Text -

Philippine Supreme Court Jurisprudence


Philippine Supreme Court Jurisprudence > Year 1988 > February 1988 Decisions > G.R. No. L-36527 February 29, 1988 - COLLECTOR OF CUSTOMS v. COURT OF APPEALS, ET AL.:




PHILIPPINE SUPREME COURT DECISIONS

FIRST DIVISION

[G.R. No. L-36527. February 29, 1988.]

COLLECTOR OF CUSTOMS for the Port of Manila, COMMISSIONER OF CUSTOMS and HON. SECRETARY OF FINANCE, Petitioners, v. COURT OF APPEALS, COURT OF FIRST INSTANCE OF MANILA, BRANCH XIII, presided over by Hon. JESUS P. MORFE and JESUS G. DE JESUS, Respondents.


SYLLABUS


1. REMEDIAL LAW; SPECIAL CIVIL ACTION; CERTIORARI; ONLY QUESTIONS OF LAW MAY BE RAISED THEREIN. — This Court has ruled that only questions of law may be raised in a Petition for certiorari under Rule 45. The Supreme Court does not re-examine the facts of the case in a Petition for certiorari under Rule 45, except for unusual reasons which would justify otherwise.

2. ID.; EVIDENCE; FINDINGS OF FACT OF THE COURT OF APPEALS, BINDING ON APPEAL. — The arguments raised by the Solicitor General in the instant Petition assail a finding of fact made by the Court of Appeals — that the Solicitor General received his copy of the Decision of the trial court on May 23, 1972. The Solicitor General impresses upon this Court that the true date is May 25, 1972 contrary to the finding of fact made by the appellate court. Under these circumstances, the arguments in the instant Petition are unavailing inasmuch as this Court is bound by the findings of fact made by the Court of Appeals, absent any good reason to hold otherwise. Barring, therefore, a showing that the findings complained of are totally devoid of support in the record, or that they are so glaringly erroneous as to constitute a serious abuse of discretion, such findings must stand, for this Court is not expected or required to examine and contrast the oral and documentary evidence submitted by the parties. The Solicitor General has not satisfactorily demonstrated the existence of any of these aforementioned grounds in order to warrant a review of the case.

3. ID.; CIVIL ACTIONS; PERFECTION OF APPEAL OR FILING OF PETITION FOR REVIEW WITHIN REGLEMENTARY PERIOD, MANDATORY. — The perfection of an Appeal or the filing of a Petition for Review within the reglementary period fixed by the Rules is mandatory and jurisdictional and the failure to do so renders the questioned Decision final and executory and it becomes the ministerial duty of the court concerned to order execution of judgment.

Provided information -
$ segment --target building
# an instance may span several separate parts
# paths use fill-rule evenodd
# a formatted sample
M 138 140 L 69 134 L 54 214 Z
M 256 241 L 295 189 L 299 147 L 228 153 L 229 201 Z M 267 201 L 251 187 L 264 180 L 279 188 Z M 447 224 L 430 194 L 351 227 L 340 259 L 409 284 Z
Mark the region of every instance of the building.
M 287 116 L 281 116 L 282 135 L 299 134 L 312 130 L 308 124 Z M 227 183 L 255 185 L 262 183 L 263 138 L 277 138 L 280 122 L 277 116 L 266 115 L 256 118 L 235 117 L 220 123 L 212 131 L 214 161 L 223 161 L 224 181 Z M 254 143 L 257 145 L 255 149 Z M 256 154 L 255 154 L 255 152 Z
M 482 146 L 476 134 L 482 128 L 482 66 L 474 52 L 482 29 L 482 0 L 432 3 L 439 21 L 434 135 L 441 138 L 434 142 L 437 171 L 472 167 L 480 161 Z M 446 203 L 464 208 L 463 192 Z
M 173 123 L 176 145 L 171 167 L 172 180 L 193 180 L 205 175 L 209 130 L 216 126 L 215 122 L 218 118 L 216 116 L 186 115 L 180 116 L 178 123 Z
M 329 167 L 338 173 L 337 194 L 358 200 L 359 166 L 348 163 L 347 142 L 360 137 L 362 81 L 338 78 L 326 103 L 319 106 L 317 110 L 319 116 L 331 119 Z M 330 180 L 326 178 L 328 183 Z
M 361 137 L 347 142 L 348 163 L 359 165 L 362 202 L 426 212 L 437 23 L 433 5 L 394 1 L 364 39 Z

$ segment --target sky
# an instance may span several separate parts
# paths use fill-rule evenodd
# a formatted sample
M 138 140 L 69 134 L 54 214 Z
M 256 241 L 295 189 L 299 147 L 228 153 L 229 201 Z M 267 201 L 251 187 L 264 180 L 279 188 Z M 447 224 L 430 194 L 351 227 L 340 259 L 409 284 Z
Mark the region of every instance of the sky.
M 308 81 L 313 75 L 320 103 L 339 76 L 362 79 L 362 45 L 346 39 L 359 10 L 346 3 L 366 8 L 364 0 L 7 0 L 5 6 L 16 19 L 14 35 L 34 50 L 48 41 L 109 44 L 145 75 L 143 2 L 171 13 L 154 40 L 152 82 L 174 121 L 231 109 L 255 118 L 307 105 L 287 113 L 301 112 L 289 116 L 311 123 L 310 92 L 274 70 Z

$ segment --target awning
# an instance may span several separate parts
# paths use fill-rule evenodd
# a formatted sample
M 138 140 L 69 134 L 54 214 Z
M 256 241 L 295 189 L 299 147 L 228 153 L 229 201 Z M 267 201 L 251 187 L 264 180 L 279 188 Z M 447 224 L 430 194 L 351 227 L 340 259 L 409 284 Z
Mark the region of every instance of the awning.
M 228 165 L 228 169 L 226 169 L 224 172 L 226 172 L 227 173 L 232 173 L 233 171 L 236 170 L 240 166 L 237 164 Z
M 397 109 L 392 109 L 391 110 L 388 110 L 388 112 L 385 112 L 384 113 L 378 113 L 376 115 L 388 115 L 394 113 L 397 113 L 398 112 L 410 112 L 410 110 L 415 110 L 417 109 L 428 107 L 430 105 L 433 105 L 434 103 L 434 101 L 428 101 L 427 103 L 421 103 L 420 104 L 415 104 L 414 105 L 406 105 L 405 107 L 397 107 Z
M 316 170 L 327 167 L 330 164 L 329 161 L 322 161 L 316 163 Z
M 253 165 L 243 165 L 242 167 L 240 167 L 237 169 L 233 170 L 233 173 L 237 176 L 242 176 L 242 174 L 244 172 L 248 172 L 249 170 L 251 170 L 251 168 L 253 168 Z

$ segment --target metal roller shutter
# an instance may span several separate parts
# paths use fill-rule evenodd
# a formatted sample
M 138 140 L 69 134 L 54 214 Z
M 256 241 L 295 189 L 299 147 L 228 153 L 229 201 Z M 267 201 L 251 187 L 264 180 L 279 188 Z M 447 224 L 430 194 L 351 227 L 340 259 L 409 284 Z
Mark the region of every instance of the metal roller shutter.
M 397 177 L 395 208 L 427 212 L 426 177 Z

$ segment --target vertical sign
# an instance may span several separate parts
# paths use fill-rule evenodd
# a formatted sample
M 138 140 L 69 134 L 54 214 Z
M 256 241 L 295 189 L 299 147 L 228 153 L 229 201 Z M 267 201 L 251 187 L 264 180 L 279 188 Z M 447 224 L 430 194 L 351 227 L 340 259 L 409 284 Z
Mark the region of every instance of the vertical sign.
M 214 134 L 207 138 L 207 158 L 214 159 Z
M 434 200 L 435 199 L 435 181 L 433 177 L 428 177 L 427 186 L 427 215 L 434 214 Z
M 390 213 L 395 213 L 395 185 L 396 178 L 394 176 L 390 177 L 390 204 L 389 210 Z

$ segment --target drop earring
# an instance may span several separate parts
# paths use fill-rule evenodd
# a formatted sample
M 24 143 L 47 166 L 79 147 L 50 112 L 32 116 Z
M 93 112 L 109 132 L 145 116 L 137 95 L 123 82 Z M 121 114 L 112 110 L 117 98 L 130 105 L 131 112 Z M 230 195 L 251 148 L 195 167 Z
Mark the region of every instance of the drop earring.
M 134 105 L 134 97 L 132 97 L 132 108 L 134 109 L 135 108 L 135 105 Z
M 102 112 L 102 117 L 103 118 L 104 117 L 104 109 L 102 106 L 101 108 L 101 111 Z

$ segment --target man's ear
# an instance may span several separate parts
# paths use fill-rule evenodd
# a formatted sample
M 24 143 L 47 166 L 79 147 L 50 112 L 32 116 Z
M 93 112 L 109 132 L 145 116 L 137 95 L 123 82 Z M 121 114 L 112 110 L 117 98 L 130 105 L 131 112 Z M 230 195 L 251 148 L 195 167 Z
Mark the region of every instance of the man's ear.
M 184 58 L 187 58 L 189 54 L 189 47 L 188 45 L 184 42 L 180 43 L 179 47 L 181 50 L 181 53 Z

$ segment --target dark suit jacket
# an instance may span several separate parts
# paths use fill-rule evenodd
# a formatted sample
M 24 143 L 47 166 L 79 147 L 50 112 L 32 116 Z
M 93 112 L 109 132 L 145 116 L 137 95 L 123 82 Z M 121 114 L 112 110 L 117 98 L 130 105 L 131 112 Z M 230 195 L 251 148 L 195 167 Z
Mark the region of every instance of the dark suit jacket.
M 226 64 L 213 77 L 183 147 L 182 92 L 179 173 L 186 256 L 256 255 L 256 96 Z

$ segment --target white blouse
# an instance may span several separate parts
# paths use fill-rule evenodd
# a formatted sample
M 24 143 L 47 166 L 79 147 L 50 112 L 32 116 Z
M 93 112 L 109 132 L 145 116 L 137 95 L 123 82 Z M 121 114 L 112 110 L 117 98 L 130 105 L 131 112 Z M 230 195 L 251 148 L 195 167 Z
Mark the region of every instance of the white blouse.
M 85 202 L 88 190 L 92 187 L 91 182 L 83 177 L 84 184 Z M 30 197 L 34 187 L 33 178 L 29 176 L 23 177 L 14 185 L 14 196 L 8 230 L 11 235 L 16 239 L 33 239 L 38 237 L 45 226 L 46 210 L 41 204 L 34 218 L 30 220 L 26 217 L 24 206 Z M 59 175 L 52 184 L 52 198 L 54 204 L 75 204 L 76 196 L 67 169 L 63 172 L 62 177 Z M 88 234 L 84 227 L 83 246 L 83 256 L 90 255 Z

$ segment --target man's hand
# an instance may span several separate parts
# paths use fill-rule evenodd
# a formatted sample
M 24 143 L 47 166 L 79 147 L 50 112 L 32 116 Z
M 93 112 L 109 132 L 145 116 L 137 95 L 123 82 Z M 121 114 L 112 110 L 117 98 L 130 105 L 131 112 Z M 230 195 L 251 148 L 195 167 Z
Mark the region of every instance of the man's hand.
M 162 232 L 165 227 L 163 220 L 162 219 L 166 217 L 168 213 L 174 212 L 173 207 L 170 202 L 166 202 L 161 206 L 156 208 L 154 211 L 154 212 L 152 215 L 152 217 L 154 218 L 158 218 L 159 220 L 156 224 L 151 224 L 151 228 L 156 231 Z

Challenges -
[1] Please say whether each statement agrees with the court decision, answering yes or no and quoting the deciding words: (a) The Court of Appeals found that the Solicitor General received the trial court's decision on May 23, 1972. (b) The Supreme Court re-examines the facts in every petition for certiorari under Rule 45. (c) Failing to perfect an appeal within the reglementary period makes the questioned decision final and executory.
[2] Write a continuation of the court decision that starts after its final sentence.

Expected responses -
[1]
(a) Yes: "that the Solicitor General received his copy of the Decision of the trial court on May 23, 1972."
(b) No: "The Supreme Court does not re-examine the facts of the case in a Petition for certiorari under Rule 45, except for unusual reasons which would justify otherwise."
(c) Yes: "the failure to do so renders the questioned Decision final and executory"

[2]
D E C I S I O N


GANCAYCO, J.:


This is a Petition for certiorari under Rule 45 of the Rules of Court. It seeks a review of a Decision of a Special Division of the Court of Appeals in CA-G.R. No. 01347 promulgated on January 23, 1973. 1

The record of the case discloses that private respondent Jesus G. De Jesus is a businessman engaged in the business of tobacco importation. Sometime in the late 1960s, he arranged for the importation of a sizeable amount of tobacco from Richmond, Virginia, U.S.A. When the tobacco arrived at the Port of Manila, some difficulties arose. The customs authorities refused to process the importation on the grounds that a law had been violated and that some other required documents were not presented by the private Respondent.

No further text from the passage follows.